Exercises to complete:
(a) Please sum up the passage about Israel's longing for Egypt in two sentences.
(b) Return each line of the entries that contains the word "copper".

Page excerpt:
┄┄┄┄┄┄┄┄┄┄
It was a good thing to get Israel out of Egypt, but how do you get Egypt out of Israel?  It is a good thing to get the church of our Savior out of the world, but how do you get the world out of the church?  It is ever Satan’s effort to link the people of God with the mixed multitude whose Egyptian appetites constantly pull the people toward worldliness and compromise.  Manna, even angels’ food, will never satisfy an unregenerate man.  "His soul is dried up" when he is offered the bread of heaven.  He likes the leaven of the world: nor does he cease his lusting until the church has forsaken its love for the spiritual gifts of heaven to go hankering and hungering for the leeks and the onions and the garlic of Egypt.

"And the children of Israel said, Would to God we had died … in the land of Egypt, when we sat by the flesh pots, and when we did eat bread to the full" [Exodus 16:3].  The flesh breaks in upon the spirit, their appetites have been excited, and their hearts turn back to the old days of slavery.  Worldly memories bring back the sensual pleasures and bodily gratifications they once knew, and the heavenly appeal of God becomes a dreary, drab dryness compared to the excitement created by those memories.  The heart has turned back to live in Egypt.

There is no tragedy so poignant as when the Christian loses his interest in the heavenly pilgrimage and goes back into the ways of the world.  He thinks the manna of God is not sufficient.  His soul craves the things that once he knew in the paths of sin.  He longs to taste this indulgence, eat of that forbidden fruit, enjoy other delights of the body.  The Bible is neglected, the prayer life is lost, soul-winning is forsaken, the gospel loses its charm.  He grows weary of the way, his eye wanders back to the world, his heart follows his eye, and his feet follow his heart.  He is back again by the flesh pots, enjoying the leeks and the onions and the garlic.
┄┄┄┄┄┄┄┄┄┄
The data:
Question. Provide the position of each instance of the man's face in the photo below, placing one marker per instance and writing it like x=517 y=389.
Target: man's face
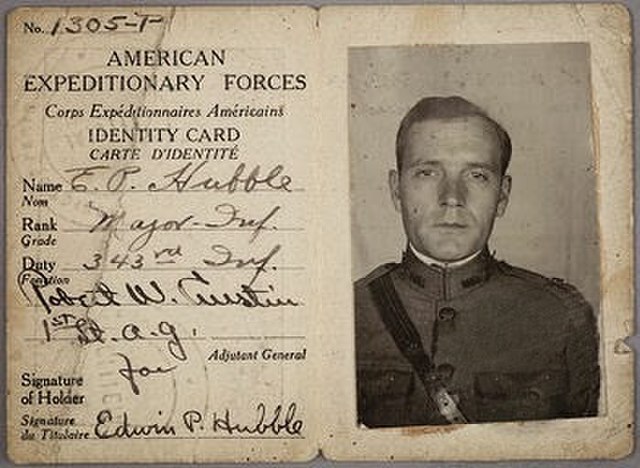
x=450 y=188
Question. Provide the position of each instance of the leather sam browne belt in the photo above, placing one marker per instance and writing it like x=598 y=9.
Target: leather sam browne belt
x=407 y=339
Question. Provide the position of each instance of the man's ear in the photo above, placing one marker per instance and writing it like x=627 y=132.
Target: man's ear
x=394 y=188
x=503 y=197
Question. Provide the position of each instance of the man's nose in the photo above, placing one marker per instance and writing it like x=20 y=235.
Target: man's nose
x=453 y=192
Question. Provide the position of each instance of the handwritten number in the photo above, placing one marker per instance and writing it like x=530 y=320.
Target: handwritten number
x=97 y=260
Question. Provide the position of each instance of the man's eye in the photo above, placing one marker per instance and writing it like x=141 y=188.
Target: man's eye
x=426 y=172
x=479 y=176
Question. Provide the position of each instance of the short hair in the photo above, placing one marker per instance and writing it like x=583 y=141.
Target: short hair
x=450 y=107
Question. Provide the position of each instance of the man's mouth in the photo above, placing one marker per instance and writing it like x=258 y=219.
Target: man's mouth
x=450 y=225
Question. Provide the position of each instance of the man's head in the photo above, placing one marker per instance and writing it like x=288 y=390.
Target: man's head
x=450 y=182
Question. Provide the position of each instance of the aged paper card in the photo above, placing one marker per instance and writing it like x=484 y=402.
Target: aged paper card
x=160 y=257
x=379 y=233
x=458 y=346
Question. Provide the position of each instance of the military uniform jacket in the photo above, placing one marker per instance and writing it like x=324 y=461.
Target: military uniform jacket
x=507 y=343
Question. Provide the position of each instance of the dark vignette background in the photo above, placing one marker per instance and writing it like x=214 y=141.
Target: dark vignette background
x=633 y=5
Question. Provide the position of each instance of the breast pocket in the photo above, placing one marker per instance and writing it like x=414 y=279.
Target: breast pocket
x=513 y=396
x=384 y=395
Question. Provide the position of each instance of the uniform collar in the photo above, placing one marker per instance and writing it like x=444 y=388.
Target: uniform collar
x=447 y=282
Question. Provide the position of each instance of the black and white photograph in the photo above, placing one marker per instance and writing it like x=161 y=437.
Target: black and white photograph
x=475 y=234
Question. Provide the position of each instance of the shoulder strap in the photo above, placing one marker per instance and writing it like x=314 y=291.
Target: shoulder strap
x=407 y=339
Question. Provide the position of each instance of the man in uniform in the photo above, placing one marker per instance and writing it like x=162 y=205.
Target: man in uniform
x=450 y=334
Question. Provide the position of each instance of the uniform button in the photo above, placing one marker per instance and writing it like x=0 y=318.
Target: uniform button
x=445 y=371
x=534 y=394
x=446 y=314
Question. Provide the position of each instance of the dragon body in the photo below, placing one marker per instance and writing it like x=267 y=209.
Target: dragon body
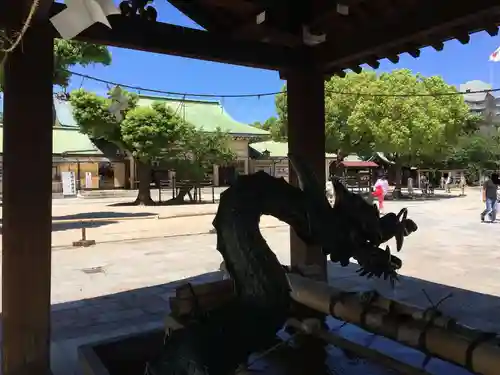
x=219 y=341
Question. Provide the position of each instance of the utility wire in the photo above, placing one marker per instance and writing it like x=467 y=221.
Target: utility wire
x=272 y=93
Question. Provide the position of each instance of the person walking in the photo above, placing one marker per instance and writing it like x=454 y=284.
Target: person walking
x=442 y=182
x=381 y=189
x=489 y=195
x=409 y=184
x=448 y=183
x=463 y=183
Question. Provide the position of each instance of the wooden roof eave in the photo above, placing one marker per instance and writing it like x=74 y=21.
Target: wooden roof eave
x=156 y=37
x=430 y=25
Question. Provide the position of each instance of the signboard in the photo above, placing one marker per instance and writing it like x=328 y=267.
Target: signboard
x=88 y=180
x=68 y=183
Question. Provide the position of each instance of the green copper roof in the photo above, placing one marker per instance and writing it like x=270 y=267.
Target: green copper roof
x=276 y=149
x=206 y=115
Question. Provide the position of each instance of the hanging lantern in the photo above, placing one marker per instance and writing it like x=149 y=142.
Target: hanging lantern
x=119 y=102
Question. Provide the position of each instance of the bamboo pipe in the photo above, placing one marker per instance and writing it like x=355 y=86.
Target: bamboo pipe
x=482 y=357
x=367 y=353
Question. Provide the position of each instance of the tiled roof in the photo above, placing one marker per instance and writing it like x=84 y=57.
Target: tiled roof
x=276 y=149
x=67 y=141
x=206 y=115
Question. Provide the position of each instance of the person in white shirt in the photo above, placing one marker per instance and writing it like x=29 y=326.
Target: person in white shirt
x=381 y=188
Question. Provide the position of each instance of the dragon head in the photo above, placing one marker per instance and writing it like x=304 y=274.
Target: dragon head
x=349 y=229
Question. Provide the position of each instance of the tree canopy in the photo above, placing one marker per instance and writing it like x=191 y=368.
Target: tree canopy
x=404 y=127
x=274 y=126
x=155 y=133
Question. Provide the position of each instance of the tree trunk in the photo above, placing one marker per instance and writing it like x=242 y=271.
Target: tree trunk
x=396 y=194
x=144 y=174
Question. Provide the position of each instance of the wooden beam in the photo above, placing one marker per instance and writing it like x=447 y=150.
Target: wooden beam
x=27 y=219
x=430 y=19
x=263 y=33
x=175 y=40
x=306 y=105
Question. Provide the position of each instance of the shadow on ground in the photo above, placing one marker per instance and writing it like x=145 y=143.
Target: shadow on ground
x=420 y=197
x=103 y=215
x=144 y=309
x=163 y=203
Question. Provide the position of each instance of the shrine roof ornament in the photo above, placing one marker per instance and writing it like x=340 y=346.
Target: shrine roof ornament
x=284 y=35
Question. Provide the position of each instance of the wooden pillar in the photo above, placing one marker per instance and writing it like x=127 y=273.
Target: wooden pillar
x=27 y=195
x=306 y=139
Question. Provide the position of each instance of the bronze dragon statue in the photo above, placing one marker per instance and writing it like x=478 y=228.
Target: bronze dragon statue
x=219 y=341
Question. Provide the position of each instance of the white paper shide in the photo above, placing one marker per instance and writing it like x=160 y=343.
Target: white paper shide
x=81 y=14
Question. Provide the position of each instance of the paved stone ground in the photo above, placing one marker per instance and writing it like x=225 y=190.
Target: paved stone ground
x=123 y=286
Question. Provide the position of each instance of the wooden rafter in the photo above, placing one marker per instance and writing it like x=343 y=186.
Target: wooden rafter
x=429 y=24
x=180 y=41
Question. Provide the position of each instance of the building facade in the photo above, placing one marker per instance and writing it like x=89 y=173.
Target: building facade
x=210 y=116
x=484 y=104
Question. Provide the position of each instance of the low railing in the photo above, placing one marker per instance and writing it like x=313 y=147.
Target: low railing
x=195 y=193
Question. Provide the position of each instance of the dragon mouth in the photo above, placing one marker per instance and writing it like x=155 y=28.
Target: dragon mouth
x=377 y=262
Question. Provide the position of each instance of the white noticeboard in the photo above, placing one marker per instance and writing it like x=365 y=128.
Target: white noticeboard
x=88 y=180
x=69 y=183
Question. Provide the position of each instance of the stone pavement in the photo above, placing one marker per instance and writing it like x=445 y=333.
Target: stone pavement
x=123 y=286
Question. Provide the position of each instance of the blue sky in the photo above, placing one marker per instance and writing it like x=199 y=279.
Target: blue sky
x=456 y=63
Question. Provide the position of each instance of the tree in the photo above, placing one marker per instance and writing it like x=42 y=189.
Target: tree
x=68 y=53
x=405 y=128
x=155 y=133
x=408 y=128
x=198 y=152
x=274 y=126
x=340 y=137
x=474 y=152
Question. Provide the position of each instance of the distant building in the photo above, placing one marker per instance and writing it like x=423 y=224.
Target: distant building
x=484 y=104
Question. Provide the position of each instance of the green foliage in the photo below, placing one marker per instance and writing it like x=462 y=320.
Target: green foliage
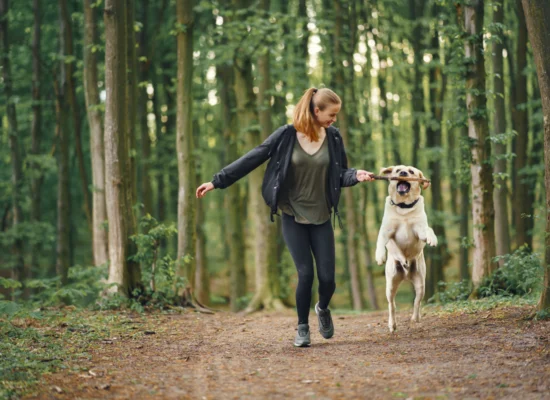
x=453 y=291
x=157 y=270
x=83 y=289
x=520 y=275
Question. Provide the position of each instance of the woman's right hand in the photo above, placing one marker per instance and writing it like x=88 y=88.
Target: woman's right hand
x=203 y=189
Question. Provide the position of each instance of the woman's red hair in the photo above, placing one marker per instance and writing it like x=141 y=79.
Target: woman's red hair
x=304 y=118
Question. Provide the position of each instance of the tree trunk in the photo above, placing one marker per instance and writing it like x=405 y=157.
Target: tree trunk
x=416 y=12
x=537 y=14
x=464 y=215
x=131 y=100
x=478 y=132
x=36 y=130
x=202 y=275
x=69 y=95
x=146 y=189
x=91 y=92
x=267 y=280
x=438 y=256
x=502 y=233
x=234 y=215
x=350 y=215
x=116 y=149
x=18 y=272
x=184 y=146
x=522 y=208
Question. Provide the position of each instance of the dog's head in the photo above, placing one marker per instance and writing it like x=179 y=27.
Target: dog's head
x=400 y=190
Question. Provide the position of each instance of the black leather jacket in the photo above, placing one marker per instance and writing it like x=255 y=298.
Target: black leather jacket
x=278 y=149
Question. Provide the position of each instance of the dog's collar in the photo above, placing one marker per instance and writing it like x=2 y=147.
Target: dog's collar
x=404 y=205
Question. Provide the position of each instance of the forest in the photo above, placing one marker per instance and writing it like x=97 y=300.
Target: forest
x=115 y=111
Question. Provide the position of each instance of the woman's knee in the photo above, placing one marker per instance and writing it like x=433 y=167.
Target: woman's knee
x=305 y=276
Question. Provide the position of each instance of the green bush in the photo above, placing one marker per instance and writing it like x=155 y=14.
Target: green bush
x=521 y=274
x=454 y=291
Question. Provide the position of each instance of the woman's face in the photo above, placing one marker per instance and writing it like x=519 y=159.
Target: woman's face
x=327 y=117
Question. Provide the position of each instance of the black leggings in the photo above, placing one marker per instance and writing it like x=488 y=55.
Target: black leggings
x=302 y=240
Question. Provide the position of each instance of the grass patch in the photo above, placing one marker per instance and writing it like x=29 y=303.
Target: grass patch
x=37 y=342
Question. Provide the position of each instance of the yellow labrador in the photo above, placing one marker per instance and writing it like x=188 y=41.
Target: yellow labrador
x=404 y=233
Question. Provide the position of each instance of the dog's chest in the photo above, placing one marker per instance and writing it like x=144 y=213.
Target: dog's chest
x=404 y=235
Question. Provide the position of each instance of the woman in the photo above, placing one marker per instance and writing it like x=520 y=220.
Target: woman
x=307 y=168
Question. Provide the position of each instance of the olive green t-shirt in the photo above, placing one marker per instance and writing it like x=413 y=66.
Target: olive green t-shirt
x=304 y=192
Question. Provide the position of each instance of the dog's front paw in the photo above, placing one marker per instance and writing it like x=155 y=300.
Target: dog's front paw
x=431 y=239
x=380 y=256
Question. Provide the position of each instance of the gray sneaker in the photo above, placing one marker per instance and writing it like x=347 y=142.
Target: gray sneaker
x=326 y=328
x=302 y=336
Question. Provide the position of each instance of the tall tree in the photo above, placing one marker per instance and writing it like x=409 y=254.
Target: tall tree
x=131 y=98
x=13 y=134
x=36 y=125
x=184 y=148
x=124 y=275
x=350 y=215
x=522 y=208
x=70 y=102
x=416 y=13
x=537 y=15
x=478 y=132
x=63 y=106
x=438 y=256
x=500 y=194
x=234 y=216
x=267 y=279
x=91 y=94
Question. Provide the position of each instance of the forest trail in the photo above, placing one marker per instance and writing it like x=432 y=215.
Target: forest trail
x=489 y=354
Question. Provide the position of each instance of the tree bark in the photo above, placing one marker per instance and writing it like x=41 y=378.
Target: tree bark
x=437 y=257
x=184 y=147
x=91 y=92
x=522 y=208
x=500 y=194
x=463 y=260
x=116 y=149
x=131 y=101
x=234 y=216
x=478 y=132
x=537 y=14
x=69 y=95
x=36 y=130
x=18 y=271
x=350 y=214
x=267 y=280
x=145 y=62
x=416 y=11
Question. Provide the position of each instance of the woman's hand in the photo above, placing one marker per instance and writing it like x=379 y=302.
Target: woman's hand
x=203 y=189
x=364 y=176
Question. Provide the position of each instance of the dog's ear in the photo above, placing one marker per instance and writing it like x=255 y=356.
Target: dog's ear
x=425 y=185
x=386 y=171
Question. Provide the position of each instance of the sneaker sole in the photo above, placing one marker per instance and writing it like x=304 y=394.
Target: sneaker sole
x=320 y=331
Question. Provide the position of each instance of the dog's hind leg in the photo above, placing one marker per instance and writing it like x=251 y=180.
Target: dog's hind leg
x=393 y=279
x=418 y=268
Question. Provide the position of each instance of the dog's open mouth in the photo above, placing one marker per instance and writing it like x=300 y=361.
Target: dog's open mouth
x=403 y=187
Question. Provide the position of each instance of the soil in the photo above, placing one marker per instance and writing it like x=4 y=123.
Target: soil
x=493 y=354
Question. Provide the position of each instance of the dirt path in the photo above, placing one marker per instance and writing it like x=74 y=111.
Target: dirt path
x=491 y=354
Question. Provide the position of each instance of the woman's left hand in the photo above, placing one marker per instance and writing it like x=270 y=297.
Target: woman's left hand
x=364 y=176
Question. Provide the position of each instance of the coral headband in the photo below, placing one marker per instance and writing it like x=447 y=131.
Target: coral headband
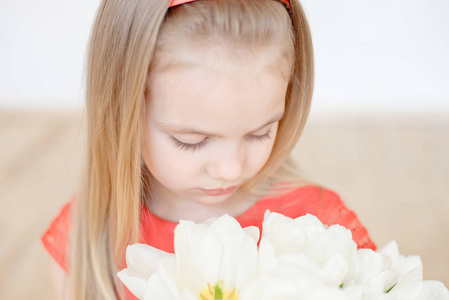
x=179 y=2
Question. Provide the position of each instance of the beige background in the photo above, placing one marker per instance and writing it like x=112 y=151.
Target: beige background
x=391 y=169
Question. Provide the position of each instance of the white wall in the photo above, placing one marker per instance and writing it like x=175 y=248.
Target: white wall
x=378 y=55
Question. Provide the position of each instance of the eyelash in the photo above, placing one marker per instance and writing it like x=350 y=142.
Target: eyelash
x=191 y=147
x=197 y=146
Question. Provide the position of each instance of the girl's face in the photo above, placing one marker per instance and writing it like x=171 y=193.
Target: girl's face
x=209 y=127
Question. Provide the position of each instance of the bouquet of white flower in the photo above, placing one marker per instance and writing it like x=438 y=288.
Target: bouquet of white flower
x=296 y=259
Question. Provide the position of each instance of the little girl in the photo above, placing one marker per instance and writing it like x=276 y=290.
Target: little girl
x=193 y=108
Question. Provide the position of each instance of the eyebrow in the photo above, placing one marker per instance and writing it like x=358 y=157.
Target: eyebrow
x=187 y=130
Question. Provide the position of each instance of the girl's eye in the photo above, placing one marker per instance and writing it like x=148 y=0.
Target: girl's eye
x=260 y=138
x=186 y=146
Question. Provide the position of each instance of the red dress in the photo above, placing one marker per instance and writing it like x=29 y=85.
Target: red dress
x=159 y=233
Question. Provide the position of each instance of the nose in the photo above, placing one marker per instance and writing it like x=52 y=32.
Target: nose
x=227 y=165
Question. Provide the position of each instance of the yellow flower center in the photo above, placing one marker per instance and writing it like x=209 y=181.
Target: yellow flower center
x=217 y=293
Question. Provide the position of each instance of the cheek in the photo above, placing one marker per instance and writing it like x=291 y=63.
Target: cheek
x=258 y=155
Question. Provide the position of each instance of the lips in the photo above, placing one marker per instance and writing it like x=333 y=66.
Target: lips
x=219 y=192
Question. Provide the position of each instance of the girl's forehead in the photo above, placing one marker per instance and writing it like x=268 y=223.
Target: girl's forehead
x=239 y=93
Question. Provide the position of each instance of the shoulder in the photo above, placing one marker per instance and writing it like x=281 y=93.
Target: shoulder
x=322 y=203
x=56 y=238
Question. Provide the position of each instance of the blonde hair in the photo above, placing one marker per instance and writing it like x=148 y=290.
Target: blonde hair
x=122 y=47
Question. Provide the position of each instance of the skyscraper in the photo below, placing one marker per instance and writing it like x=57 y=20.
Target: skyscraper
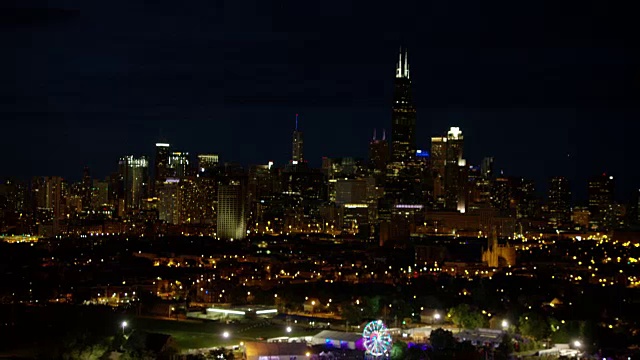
x=87 y=189
x=298 y=145
x=161 y=165
x=134 y=173
x=378 y=153
x=232 y=222
x=207 y=162
x=403 y=118
x=179 y=164
x=449 y=168
x=559 y=201
x=600 y=192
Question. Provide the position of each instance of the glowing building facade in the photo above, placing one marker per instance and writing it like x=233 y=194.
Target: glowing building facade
x=232 y=222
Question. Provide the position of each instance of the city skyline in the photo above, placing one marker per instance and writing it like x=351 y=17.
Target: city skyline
x=517 y=90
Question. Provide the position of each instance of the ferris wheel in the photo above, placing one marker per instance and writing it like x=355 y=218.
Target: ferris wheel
x=377 y=340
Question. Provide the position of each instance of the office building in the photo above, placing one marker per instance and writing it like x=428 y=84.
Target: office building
x=232 y=222
x=449 y=170
x=179 y=164
x=378 y=153
x=161 y=164
x=207 y=162
x=403 y=118
x=600 y=193
x=134 y=174
x=297 y=145
x=559 y=201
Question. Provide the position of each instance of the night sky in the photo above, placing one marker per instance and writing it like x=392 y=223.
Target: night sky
x=546 y=87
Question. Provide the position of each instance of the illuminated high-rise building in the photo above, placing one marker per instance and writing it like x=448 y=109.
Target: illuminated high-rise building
x=378 y=153
x=559 y=201
x=134 y=174
x=207 y=162
x=179 y=164
x=486 y=168
x=438 y=162
x=449 y=170
x=232 y=222
x=99 y=193
x=162 y=162
x=403 y=118
x=297 y=145
x=601 y=194
x=86 y=191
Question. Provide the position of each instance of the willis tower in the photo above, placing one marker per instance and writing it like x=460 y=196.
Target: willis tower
x=403 y=118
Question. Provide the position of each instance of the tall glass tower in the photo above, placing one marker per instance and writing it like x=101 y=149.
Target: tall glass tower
x=403 y=118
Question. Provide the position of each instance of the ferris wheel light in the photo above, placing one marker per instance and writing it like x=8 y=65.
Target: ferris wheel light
x=376 y=338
┄┄┄┄┄┄┄┄┄┄
Results for the exercise:
(a) The passage compares Israel's craving for the flesh pots, leeks, onions and garlic of Egypt to the worldliness that Satan pushes on the church through a mixed multitude whose appetites manna can never satisfy. It describes the Christian who tires of the heavenly pilgrimage, neglects the Bible, prayer and soul-winning, and goes back to the ways of the world.

(b)
Question. Provide the position of each instance of the green copper roof in the photo above, placing one marker per instance and writing it like x=270 y=267.
Target: green copper roof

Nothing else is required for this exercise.